## [TAREFAS]
(1) Responda com base no trecho sobre Noé:
(a) Segundo o texto, o que significa dizer que Noé achou graça aos olhos do Senhor?
(b) A qual apóstolo o autor recorre para responder à objeção de injustiça, e a quem esse apóstolo se dirigia?
(c) Na citação, o que Deus diz a Moisés?
(2) Por favor, cite sem alterações uma parte do trecho sobre Noé, começando nas palavras "Bom, eu já, mas" e parando logo depois de "e jamais mereceria.".

## [TRECHO DA PÁGINA]
Creio que há, ainda, uma explicação que deva ser dada nestes versículos de Gêneses. O texto afirma: “Noé, porém, achou graça aos olhos do Senhor”. Muitos costumam fazer a seguinte afirmação: Noé era bom, o coração dele não era tão sujo e mau como o dos outros homens que foram mortos no dilúvio e por isso ele achou graça aos olhos do Senhor. Sinceramente, você algum dia já pensou assim?
Bom, eu já, mas pela graça de Deus fui liberto desse erro! O texto diz que Noé achou Graça aos olhos do Senhor, isso quer dizer que ele achou um favor IMERECIDO, ou seja, ele recebeu algo sem dar nada em troca. A razão da escolha não foi porque ele não tinha um coração tão mau quanto os demais homens pecadores, absolutamente não; Caso isso tivesse acontecido, o texto traria escrito assim: “Noé, por seus méritos e santidade, foi abençoado e protegido pelo Senhor”. Mas o texto não diz isso, o texto diz que Noé achou algo de Graça aos olhos do
Senhor, ele obteve um favor que jamais mereceu e jamais mereceria.

Então, talvez você pense: “Mas que injustiça, já que não é por méritos, então muitos outros também deveriam ter sido escolhidos e protegidos, porque somente Noé?”. Creio que aqui o único argumento que se possa utilizar será aquele dito pelo Apóstolo Paulo aos Romanos9: 14a21- “Que diremos pois? Que há injustiça da parte de Deus? De maneira nenhuma. Pois diz a Moisés: Compadecer-me-ei de quem me compadecer e terei misericórdia de quem eu tiver
misericórdia. Assim, pois, isto não depende do que quer (pessoa que deseja por livre arbítrio), nem do que corre, mas de Deus, que se compadece. Porque diz a escritura a Faraó: Para isto mesmo te levantei; para em ti mostrar o meu poder, e para que o meu nome seja anunciado
em toda a terra. Logo, pois, compadece-se de quem quer, e endurece a quem quer.

## [DADOS FORNECIDOS]
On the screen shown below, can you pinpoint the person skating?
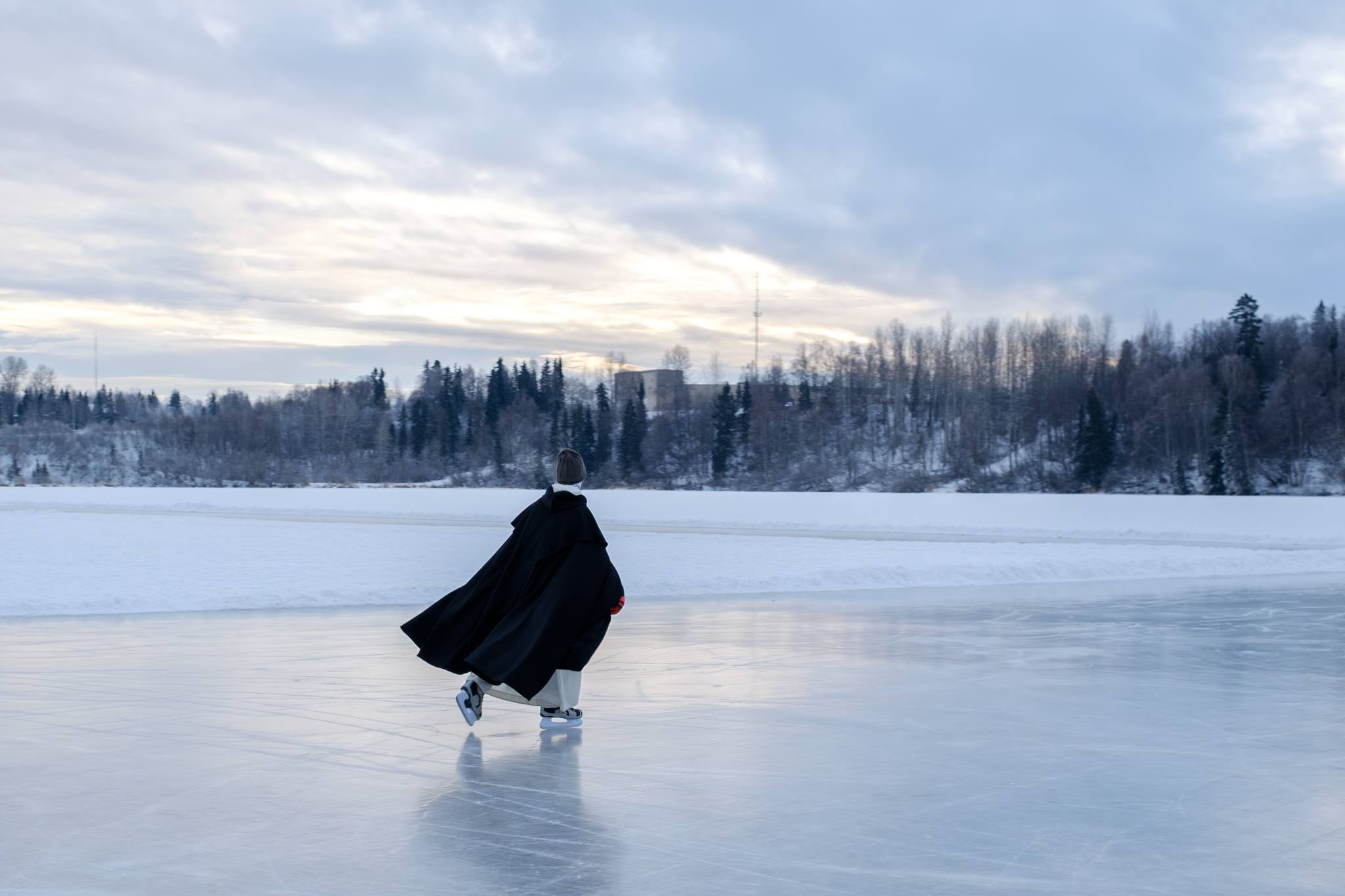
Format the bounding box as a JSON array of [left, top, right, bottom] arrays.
[[402, 449, 625, 728]]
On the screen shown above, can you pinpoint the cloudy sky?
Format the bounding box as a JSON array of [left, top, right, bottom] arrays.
[[0, 0, 1345, 394]]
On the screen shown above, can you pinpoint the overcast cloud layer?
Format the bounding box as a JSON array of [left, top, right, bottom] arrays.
[[0, 0, 1345, 393]]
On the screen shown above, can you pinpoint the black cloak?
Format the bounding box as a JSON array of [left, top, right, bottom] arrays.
[[402, 486, 625, 700]]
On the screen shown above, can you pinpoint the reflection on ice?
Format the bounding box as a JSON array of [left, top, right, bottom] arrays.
[[414, 728, 623, 893], [0, 586, 1345, 896]]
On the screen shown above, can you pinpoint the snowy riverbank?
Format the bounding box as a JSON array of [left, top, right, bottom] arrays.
[[0, 488, 1345, 615]]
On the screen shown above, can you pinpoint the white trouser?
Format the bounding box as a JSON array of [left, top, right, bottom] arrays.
[[468, 669, 584, 710]]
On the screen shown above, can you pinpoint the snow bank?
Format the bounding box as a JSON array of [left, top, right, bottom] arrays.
[[0, 488, 1345, 615], [0, 486, 1345, 547]]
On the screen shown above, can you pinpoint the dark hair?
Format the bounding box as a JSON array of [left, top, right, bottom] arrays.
[[556, 449, 588, 485]]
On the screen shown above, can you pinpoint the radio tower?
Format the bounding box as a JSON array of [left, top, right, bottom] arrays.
[[752, 271, 761, 383]]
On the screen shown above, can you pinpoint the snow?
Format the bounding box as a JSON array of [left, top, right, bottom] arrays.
[[0, 588, 1345, 896], [0, 488, 1345, 615]]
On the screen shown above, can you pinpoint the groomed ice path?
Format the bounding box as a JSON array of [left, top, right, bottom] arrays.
[[0, 583, 1345, 896]]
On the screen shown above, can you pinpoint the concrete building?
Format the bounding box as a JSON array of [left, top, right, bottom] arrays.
[[612, 370, 797, 414], [612, 370, 688, 414]]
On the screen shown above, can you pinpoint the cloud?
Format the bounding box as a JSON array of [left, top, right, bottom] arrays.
[[0, 0, 1345, 395]]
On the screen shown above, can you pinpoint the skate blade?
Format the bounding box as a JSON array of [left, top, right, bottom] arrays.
[[538, 716, 584, 731], [457, 691, 480, 728]]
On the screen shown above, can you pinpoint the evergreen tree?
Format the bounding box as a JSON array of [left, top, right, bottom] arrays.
[[635, 376, 650, 473], [1205, 446, 1228, 494], [1228, 293, 1266, 387], [616, 399, 642, 480], [533, 357, 554, 411], [368, 367, 387, 411], [734, 379, 755, 469], [593, 383, 612, 470], [1074, 387, 1116, 489], [410, 398, 429, 458], [485, 357, 514, 427], [1173, 454, 1192, 494], [710, 383, 738, 482], [799, 376, 812, 411]]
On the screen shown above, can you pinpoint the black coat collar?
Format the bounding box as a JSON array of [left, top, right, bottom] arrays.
[[540, 485, 588, 513]]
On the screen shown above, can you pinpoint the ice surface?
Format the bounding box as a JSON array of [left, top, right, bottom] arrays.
[[0, 486, 1345, 547], [0, 586, 1345, 896], [8, 505, 1345, 615]]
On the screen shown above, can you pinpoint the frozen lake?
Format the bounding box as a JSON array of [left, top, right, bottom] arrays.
[[0, 584, 1345, 896]]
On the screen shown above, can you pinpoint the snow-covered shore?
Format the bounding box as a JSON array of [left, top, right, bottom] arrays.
[[0, 488, 1345, 615]]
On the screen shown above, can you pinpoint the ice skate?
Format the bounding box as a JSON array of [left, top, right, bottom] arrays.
[[457, 678, 485, 727], [539, 706, 584, 731]]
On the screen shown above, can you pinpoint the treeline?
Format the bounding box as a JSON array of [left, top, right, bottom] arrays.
[[0, 295, 1345, 494]]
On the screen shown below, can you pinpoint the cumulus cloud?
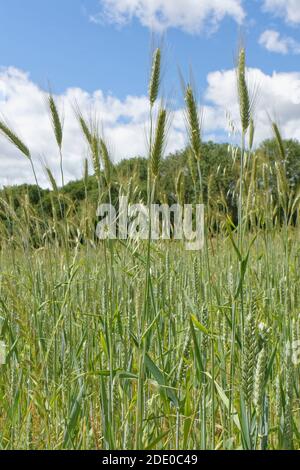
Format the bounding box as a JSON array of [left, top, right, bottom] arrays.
[[0, 68, 300, 186], [0, 67, 185, 186], [205, 69, 300, 143], [91, 0, 245, 33], [259, 29, 300, 54], [264, 0, 300, 23]]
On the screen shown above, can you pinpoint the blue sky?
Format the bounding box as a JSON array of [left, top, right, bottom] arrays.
[[0, 0, 300, 98], [0, 0, 300, 183]]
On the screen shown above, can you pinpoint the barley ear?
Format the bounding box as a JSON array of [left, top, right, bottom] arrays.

## [SOLUÇÕES]
(1)
(a) Significa que ele achou um favor imerecido, ou seja, recebeu algo sem dar nada em troca.
(b) Ao Apóstolo Paulo, em palavras dirigidas aos Romanos.
(c) "Compadecer-me-ei de quem me compadecer e terei misericórdia de quem eu tiver misericórdia."

(2)
Bom, eu já, mas pela graça de Deus fui liberto desse erro! O texto diz que Noé achou Graça aos olhos do Senhor, isso quer dizer que ele achou um favor IMERECIDO, ou seja, ele recebeu algo sem dar nada em troca. A razão da escolha não foi porque ele não tinha um coração tão mau quanto os demais homens pecadores, absolutamente não; Caso isso tivesse acontecido, o texto traria escrito assim: “Noé, por seus méritos e santidade, foi abençoado e protegido pelo Senhor”. Mas o texto não diz isso, o texto diz que Noé achou algo de Graça aos olhos do
Senhor, ele obteve um favor que jamais mereceu e jamais mereceria.